### Material for this task
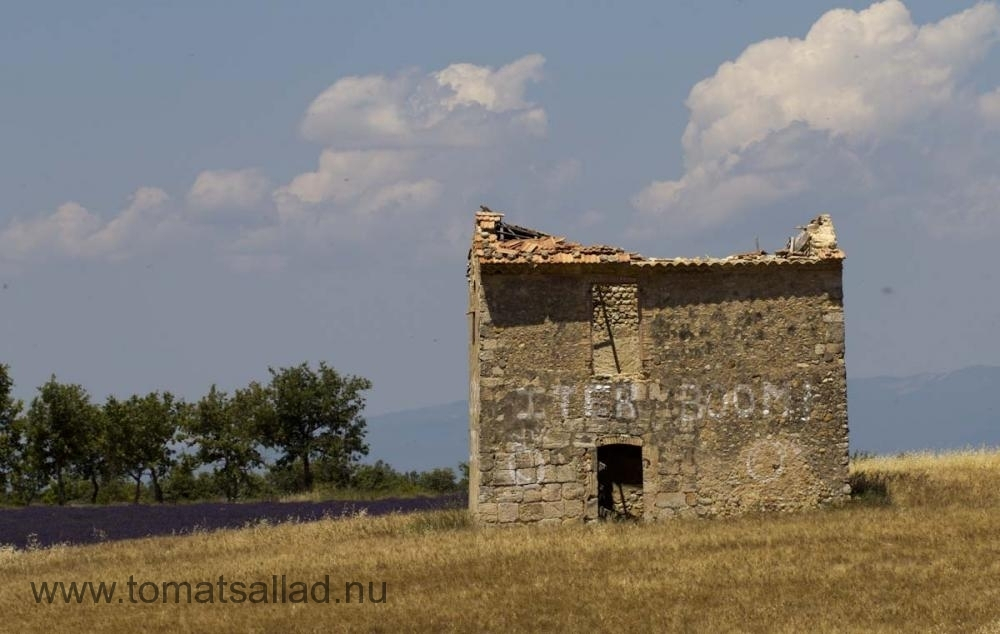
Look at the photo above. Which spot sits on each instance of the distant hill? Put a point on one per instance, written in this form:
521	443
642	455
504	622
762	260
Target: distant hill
886	414
421	439
927	411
######
### Task details
Rewrite the listing above with every "distant hill" changed to "far ridge" and nothing else altered. Leave the pictures out of your version.

### Full answer
Look at the photo above. Which spot sits on each instance of the far ridge? Put a point on one per instance, written in this form:
521	443
642	455
504	622
762	260
Target: far ridge
886	414
421	439
927	411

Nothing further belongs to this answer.